**Extracted material:**
-------
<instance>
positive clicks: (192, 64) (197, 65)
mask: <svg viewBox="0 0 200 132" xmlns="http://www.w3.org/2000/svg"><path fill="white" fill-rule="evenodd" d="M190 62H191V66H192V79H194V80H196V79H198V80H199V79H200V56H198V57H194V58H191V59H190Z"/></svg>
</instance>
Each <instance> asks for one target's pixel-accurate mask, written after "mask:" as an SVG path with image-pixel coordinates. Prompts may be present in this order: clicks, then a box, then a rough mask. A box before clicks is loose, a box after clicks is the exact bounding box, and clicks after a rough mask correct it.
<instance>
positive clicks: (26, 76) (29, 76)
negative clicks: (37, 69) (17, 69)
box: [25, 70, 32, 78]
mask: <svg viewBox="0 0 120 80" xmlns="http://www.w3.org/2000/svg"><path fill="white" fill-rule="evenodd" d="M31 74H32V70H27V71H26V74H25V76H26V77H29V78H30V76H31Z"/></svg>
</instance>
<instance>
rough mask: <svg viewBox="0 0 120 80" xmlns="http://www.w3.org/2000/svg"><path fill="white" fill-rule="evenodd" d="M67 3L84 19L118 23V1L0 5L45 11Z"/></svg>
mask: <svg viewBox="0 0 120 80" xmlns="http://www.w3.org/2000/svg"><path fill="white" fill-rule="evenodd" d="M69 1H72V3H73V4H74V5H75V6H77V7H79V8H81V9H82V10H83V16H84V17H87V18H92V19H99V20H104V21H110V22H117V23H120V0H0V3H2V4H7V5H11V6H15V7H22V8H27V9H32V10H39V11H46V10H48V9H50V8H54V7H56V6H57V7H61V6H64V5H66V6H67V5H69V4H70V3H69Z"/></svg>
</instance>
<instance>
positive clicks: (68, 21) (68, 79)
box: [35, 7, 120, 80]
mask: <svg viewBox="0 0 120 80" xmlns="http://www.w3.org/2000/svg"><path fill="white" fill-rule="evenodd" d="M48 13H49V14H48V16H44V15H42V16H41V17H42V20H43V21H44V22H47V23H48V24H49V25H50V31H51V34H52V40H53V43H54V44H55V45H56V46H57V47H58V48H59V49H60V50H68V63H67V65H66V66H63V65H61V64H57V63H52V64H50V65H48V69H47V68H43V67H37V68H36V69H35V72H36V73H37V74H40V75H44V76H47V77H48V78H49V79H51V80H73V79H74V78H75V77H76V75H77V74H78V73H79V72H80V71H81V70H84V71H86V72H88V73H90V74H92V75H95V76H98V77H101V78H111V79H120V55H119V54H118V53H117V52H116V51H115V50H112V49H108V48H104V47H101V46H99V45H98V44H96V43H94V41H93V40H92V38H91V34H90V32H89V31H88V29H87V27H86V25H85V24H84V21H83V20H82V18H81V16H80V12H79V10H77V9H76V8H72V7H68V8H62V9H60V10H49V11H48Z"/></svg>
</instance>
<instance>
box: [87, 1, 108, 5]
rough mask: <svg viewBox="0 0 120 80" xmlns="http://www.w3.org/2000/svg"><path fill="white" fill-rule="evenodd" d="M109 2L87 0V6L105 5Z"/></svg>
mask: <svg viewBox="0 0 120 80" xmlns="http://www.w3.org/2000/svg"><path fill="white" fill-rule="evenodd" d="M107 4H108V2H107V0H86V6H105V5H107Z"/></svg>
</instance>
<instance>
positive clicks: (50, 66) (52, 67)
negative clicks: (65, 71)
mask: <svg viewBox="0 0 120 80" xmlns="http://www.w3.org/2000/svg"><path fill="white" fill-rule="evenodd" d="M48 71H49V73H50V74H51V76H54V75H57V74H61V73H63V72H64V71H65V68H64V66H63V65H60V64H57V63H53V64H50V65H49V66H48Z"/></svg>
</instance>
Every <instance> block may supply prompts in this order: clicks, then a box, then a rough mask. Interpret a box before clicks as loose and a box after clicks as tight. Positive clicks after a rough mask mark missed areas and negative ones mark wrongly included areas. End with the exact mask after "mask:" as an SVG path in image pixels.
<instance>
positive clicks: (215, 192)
-------
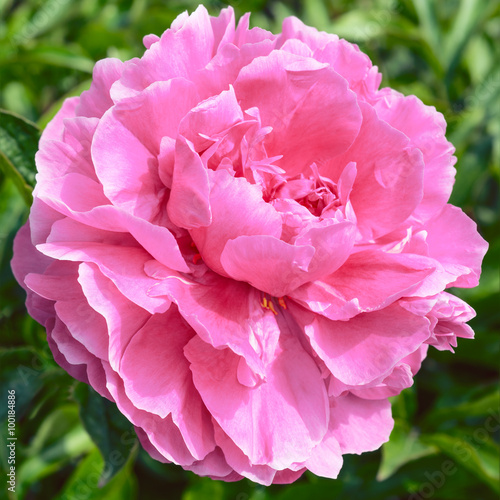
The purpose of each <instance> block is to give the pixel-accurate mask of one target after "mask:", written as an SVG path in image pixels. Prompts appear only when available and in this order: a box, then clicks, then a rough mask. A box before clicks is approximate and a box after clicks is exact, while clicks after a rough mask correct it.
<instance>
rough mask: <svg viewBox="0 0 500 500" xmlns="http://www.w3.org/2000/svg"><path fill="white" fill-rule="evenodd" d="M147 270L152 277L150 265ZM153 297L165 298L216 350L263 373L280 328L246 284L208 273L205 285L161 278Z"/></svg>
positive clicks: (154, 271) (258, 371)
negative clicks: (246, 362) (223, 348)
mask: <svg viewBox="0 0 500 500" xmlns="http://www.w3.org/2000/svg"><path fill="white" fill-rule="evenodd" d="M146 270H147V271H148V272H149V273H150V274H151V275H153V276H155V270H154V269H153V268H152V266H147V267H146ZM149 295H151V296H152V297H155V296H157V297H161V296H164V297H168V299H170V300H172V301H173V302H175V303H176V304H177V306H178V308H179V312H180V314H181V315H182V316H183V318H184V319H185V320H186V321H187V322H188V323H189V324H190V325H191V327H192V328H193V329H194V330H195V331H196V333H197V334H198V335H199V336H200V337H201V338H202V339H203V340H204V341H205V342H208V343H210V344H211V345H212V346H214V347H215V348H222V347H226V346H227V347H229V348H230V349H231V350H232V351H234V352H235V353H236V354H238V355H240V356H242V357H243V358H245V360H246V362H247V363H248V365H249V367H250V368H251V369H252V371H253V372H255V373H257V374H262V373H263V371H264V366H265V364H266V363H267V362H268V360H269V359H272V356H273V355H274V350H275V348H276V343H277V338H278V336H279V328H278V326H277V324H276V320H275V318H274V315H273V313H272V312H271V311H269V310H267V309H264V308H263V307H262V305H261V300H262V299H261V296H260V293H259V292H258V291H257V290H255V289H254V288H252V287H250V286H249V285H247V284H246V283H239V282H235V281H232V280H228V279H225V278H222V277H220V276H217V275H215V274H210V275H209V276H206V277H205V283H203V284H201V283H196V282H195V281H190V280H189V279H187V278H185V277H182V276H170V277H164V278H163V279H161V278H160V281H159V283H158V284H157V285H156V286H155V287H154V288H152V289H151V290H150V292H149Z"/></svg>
-------
Report every line of the listing above that contains the word "block".

Every <instance> block may supply prompts in this order: clicks, then a box, then a rough mask. Interpret a box before clicks as loose and a box after clicks as tight. Positive clicks after a rough mask mark missed areas and negative ones mark wrongly included areas. End with the exact mask after "mask:" as an SVG path in image pixels.
The purpose of each <instance> block is to give the pixel-accurate mask of one target after "mask:", written as an SVG path in image pixels. Prompts appear only when available and in this order: a box, then clicks, then a rough mask. A box before clicks is approximate and a box after clicks is exact, while clicks after a rough mask correct it.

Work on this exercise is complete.